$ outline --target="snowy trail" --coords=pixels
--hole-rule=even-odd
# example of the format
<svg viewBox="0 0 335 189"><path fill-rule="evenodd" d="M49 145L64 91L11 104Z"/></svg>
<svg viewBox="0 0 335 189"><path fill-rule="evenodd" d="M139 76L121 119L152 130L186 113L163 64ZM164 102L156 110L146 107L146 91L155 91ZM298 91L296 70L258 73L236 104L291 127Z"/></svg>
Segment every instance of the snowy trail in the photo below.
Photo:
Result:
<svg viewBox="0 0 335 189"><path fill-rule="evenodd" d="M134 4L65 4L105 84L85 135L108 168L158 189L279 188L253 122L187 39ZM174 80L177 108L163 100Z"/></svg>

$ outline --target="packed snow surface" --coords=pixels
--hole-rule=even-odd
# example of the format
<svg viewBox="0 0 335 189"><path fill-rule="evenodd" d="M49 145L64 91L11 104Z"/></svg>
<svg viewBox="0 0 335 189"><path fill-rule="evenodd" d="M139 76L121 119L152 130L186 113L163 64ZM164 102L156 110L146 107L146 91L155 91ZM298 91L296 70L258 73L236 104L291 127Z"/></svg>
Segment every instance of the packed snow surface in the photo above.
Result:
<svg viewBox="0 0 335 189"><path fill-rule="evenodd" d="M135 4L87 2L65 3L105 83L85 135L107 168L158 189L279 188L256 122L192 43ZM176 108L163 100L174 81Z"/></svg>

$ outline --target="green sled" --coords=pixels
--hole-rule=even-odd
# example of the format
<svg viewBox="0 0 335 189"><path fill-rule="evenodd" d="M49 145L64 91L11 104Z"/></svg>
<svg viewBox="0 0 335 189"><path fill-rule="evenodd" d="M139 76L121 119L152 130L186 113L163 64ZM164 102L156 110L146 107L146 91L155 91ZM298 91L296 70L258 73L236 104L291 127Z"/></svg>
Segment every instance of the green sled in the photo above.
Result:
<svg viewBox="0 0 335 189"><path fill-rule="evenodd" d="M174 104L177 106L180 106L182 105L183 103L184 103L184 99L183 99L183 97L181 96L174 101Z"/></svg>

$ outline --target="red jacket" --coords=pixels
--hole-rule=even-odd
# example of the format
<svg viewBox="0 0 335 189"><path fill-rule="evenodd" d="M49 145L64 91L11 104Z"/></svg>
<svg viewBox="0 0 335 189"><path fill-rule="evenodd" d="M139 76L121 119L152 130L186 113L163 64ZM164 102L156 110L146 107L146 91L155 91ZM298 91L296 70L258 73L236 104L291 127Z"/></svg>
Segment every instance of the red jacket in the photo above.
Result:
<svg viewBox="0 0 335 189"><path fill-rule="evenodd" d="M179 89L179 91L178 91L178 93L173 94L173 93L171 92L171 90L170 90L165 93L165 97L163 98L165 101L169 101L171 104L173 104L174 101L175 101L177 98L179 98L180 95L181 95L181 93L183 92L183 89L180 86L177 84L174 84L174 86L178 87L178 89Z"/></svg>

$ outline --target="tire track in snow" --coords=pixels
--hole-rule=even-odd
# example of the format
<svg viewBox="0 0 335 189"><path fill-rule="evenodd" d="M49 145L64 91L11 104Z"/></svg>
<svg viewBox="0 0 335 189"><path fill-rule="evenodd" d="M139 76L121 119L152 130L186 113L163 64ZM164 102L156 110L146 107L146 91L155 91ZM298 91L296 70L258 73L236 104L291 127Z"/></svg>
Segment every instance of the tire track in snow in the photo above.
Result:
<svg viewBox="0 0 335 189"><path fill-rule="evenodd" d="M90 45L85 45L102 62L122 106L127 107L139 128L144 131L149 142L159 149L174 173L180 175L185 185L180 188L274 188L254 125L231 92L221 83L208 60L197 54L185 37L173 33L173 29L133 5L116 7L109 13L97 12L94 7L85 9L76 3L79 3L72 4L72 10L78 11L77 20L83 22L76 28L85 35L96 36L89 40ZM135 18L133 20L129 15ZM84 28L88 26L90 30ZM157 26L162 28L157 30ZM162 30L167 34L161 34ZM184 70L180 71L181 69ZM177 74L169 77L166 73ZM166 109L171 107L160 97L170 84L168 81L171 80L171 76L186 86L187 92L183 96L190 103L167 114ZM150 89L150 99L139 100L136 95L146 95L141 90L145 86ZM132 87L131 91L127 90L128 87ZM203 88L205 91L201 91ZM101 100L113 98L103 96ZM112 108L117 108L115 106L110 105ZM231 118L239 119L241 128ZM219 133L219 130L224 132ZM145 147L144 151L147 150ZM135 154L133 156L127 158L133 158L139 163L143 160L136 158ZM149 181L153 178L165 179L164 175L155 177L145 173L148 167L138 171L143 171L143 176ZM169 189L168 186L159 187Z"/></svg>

● ● ● ● ● ● ●

PROBLEM TO WORK ON: List every line in the rows above that contains the word "surface", copying each line in full.

ANSWER IN FULL:
$ outline --target="packed snow surface" --coords=pixels
Segment every instance of the packed snow surface in the photo above.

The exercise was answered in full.